── EXCERPT TO READ ──

Residents should not be charged extra just to eat at their own hall, and the fact that students have to pay more to eat at their own hall is ridiculous.

“I just think it doesn’t make any sense,” junior geography major Lukasz Switaj said.  “They want to charge nearly $300 to eat at one extra place, plus takeout. I chose to live at Stevenson because it is very close to parking and the dining hall. I have minor Cerebral Palsy, and it is hard for me to walk long distances. Now I’ll have to drive to look for an alternative place to eat dinner.”

If the new plan is the same price as the original plan and money is an issue for some students, they might not even get the new plan.

The new plan is not cheaper than the classic plan it is basically paying more just to eat less.

“If they are going to keep the unlimited meal plan and the block plan the same price, nobody is going to sign up for it, especially in Stevo where we don’t have enough hours to go in three times a day,” David Fischer sophomore manufacturing engineering technology major said.

There have also been concerns about the weather getting bad especially in the winter. If the weather gets to be hard to walk in then the residents of Stevenson don’t really have any options. No one should expect students to walk to New Hall in a blizzard or below freezing weather.

───

- _EXERCISE INSTRUCTIONS_:
[a] Decide whether each statement below agrees with the piece on Stevenson dining charges, answering yes or no and quoting the exact words of the piece that decide it. (i) Lukasz Switaj is a junior geography major. (ii) David Fischer says students in Stevo have plenty of hours to go in three times a day. (iii) The piece says the new plan is cheaper than the classic plan.
[b] Write the next part of the piece on Stevenson dining charges, starting after its final sentence.

── RECORDS PROVIDED ──

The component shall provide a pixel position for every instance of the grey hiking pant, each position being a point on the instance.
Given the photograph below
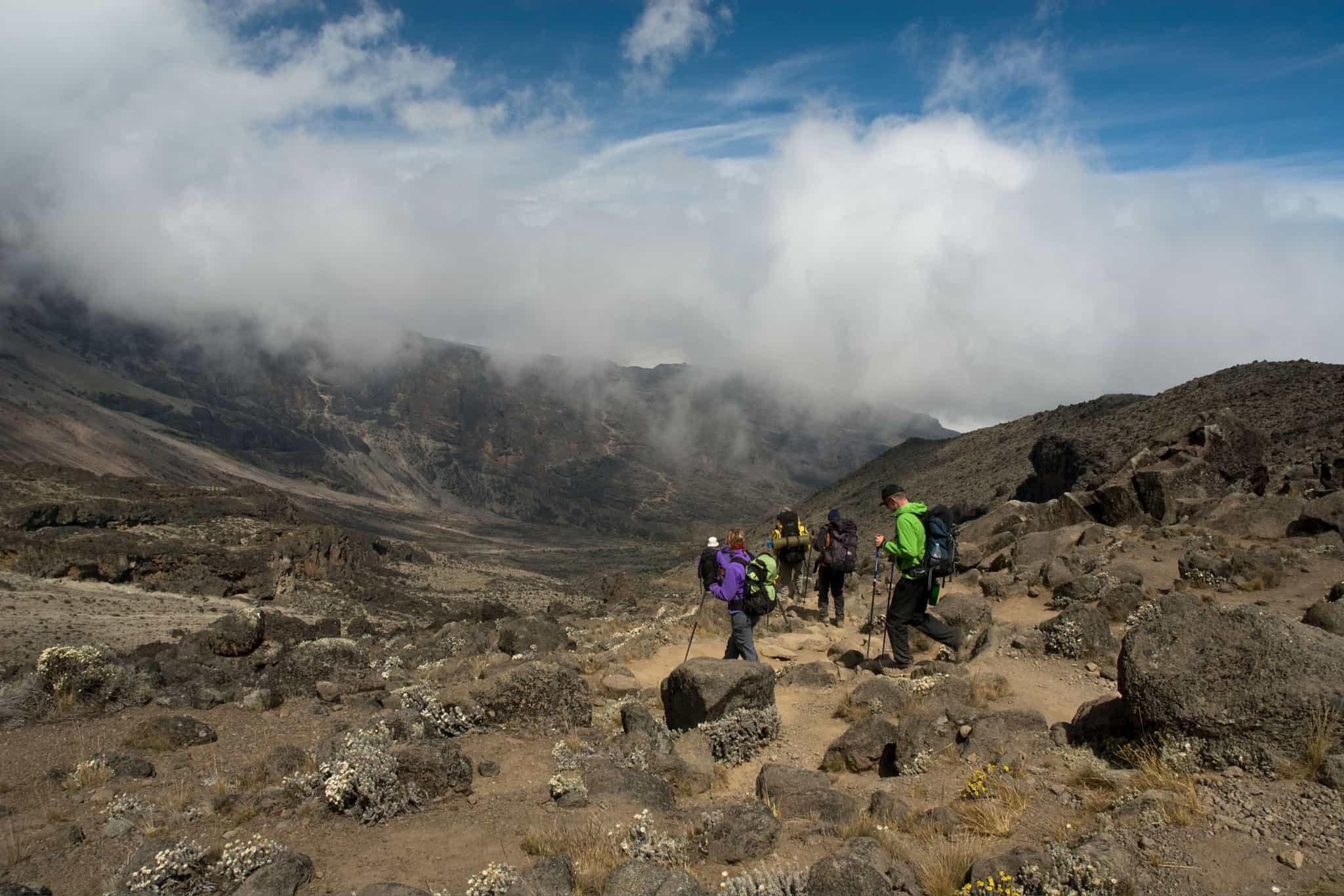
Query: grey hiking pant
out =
(831, 583)
(742, 638)
(909, 607)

───

- _ANSWERS BELOW_:
[a]
(i) Yes: "junior geography major Lukasz Switaj said."
(ii) No: "especially in Stevo where we don’t have enough hours to go in three times a day"
(iii) No: "The new plan is not cheaper than the classic plan"

[b]
“What if this changes where students want to live, and [they] can’t afford anywhere else or have to live in Stevenson due to a medical issue or impairment?” Kiera Donnamario, junior secondary education major, said. “Stevenson is one of the most heavily populated residence halls on campus.”

This Block Plan limits everyone specifically students in Stevenson. While the Classic Plan is included with the room charge, the Block Plan is an additional cost to the room rate. While students have the option to upgrade to the Block Plan, students still shouldn’t have to pay to get food in their own residence hall.

One solution that dining should consider is letting students on unlimited into a test period and see if the Block Plan is something for them rather than making them sign up for something and wasting money if it doesn’t work for them.

“We would have residents who have unlimited who may want to eat at this dining hall but they can’t because they aren’t on that meal ticket plan,” first-year chemistry major James Holmes said. “Finding a way to keep the unlimited meal plan for students who already have something here and then offer this transitional one [plan] would probably help a lot.”

Students aren’t the only ones frustrated with the new plan. Parents are also annoyed students have to pay extra to eat in Stevenson.

There are parents who pay for their kids to go to NIU, and it isn’t fair for the parents to not have an input on this.

“As a parent, do you think this is fair for the parents who are paying for their kids to come to NIU?” Debbie Anhalt, mother of Lauren Anhalt, said  “Not at all. When you pay room and board, you expect certain things to be included. When you exclude my child from being able to take advantage of the dining hall in her own dorm without paying an extra charge, that is a problem. Students in the other dorms are able to utilize their dining halls without an extra fee. That in itself is completely unfair.”

Stevenson is the only hall in which Residents have to spend money just to eat where they live.

“For future semesters, I hope Housing and Dining take student input into consideration before dropping something that could really affect how a student is going to live on campus at NIU,” Donnamario said.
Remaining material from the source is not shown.